**Metinden Bölüm:**
==*==

İran’da insanlık durumu
Geçmişteki başlangıç noktasından bugüne bakmak olanları anlamayı ve yakın geleceğe ilişkin tahminlerde bulunmayı kolaylaştırır. Bu amaçla Condoleeza Rice’ın 2003’te Washington Post’ta yayımlanan ‘Ortadoğu’yu Dönüştürmek’ başlıklı makalesini yeniden okudum.
O sırada Savunma Danışmanı olan Rice, II. Savaş’tan sonra Avrupa’yı (biz ve Avrupa halkları, hep birlikte) nasıl dönüştürdülerse, Ortadoğu’yu da aynı şekilde dönüştüreceklerini söylüyor. ‘Arap entelektüelleri’ bölgedeki rejimler yüzünden bir ‘özgürlük açığı’ saptıyorlarmış. Umutsuzluk duygusu nefret ideolojilerine yol açıyormuş; demokrasi, hoşgörü, refah ve özgürlük gerekiyormuş. Ve elbette, ekselanslarının güvenlik alanı dünyanın bütün denizlerini ve karalarını kapladığı için bölgenin istikrarsızlığı ABD’nin güvenliğini tehdit ediyormuş.
Aynı yıl içinde Irak işgaline komuta eden General Tommy Franks, “Ceset saymıyoruz” diyordu. Ölen Iraklıların kaydı tutulmuyordu. O sırada sivil ölü sayısının 500-700 bin arasında olduğu tahmin ediliyordu. Cesetleri saymadılar, ülkeleri yakıp yıktılar. Milyonlarca eğitimsiz, hasta, aç sefil fakat silahlı insan yarattılar. Yıktıklarının yerine barbarlıktan başka bir şey koymadılar.

==*==

[İşaretleme verilerinden alıntılar]
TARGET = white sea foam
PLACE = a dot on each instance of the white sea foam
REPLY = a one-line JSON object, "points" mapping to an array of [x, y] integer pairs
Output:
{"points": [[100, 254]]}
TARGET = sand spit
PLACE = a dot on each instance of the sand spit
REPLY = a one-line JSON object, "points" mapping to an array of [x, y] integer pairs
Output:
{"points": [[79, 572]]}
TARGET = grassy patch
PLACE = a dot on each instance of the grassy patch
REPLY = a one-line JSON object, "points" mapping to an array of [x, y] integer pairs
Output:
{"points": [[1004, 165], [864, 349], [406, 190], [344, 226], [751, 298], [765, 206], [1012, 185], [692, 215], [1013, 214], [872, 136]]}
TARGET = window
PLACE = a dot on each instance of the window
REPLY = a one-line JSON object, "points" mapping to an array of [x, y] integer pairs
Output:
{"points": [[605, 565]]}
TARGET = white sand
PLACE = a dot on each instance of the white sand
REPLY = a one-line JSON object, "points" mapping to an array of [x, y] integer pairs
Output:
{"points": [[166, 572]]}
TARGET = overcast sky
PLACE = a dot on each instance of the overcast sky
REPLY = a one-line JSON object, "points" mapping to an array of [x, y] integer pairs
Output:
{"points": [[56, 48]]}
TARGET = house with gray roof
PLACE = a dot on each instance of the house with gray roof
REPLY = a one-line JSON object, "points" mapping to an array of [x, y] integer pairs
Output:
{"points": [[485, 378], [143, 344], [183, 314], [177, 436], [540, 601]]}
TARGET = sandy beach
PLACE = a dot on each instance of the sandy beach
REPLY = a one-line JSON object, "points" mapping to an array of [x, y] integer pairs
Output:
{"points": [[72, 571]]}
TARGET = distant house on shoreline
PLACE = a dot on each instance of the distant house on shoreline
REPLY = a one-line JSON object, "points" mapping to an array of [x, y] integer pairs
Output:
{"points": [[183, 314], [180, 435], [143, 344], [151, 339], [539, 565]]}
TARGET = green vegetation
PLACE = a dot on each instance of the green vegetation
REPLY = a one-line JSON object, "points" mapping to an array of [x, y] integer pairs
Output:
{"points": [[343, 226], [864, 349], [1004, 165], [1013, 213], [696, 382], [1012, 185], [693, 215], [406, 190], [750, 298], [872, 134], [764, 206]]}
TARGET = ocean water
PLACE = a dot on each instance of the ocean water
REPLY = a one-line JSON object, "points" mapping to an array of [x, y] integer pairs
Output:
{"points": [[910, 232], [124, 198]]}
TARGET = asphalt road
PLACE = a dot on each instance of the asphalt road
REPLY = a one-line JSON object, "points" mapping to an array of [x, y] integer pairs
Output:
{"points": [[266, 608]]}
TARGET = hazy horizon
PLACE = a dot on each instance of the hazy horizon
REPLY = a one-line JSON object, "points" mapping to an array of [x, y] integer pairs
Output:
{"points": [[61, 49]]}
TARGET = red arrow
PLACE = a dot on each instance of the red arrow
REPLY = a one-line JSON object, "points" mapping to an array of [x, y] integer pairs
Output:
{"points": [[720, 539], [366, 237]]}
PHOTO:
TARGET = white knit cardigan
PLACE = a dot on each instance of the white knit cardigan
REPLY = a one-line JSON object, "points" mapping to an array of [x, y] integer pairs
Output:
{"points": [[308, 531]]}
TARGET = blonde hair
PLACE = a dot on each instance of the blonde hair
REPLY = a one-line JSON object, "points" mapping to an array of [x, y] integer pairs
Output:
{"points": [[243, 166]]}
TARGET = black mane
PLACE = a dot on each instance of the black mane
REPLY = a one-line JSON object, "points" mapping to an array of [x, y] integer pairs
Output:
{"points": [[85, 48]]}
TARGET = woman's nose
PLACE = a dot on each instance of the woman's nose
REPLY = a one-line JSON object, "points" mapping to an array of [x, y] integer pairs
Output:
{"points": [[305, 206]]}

==*==

**Görev A:** İran’da insanlık durumu yazısına göre, Irak işgaline komuta eden ve “Ceset saymıyoruz” diyen kimdi?
**Görev B:** İran’da insanlık durumu yazısında “İran’da insanlık durumu” sözlerinden başlayıp “makalesini yeniden okudum.” sözlerine kadar, bu sözler de dahil, olan bölümü birebir kopyalayın.
**Görev C:** İran’da insanlık durumu yazısını son cümlesinden sonra gelecek bölümü yazarak sürdürün.

**Çıktı A:** General Tommy Franks.

**Çıktı B:**
İran’da insanlık durumu
Geçmişteki başlangıç noktasından bugüne bakmak olanları anlamayı ve yakın geleceğe ilişkin tahminlerde bulunmayı kolaylaştırır. Bu amaçla Condoleeza Rice’ın 2003’te Washington Post’ta yayımlanan ‘Ortadoğu’yu Dönüştürmek’ başlıklı makalesini yeniden okudum.

**Çıktı C:**
ÖNDERLİK KRİZİ
Geride kalan on beş yıl, insanlık durumunu ancak zor yoluyla çözülebilecek ağır sorunların, savaşların eşiğine getirdi. Lev Troçki, II. Savaş’ı önleyecek hiçbir güç kalmayınca, “İnsanlığın krizi devrimci önderliğin krizine indirgenmiştir” diyerek genel çaresizliği dile getirmişti. Dünya ölçeğinde baktığımız zaman günümüzde krize girmiş bir devrimci önderlik bile göremiyoruz. Her mazlum ülkenin halkı kendi krizini çözmek için el yordamıyla kanlı bir yoldan gidecek, kendi önderlerini mücadele içinde öne çıkaracak.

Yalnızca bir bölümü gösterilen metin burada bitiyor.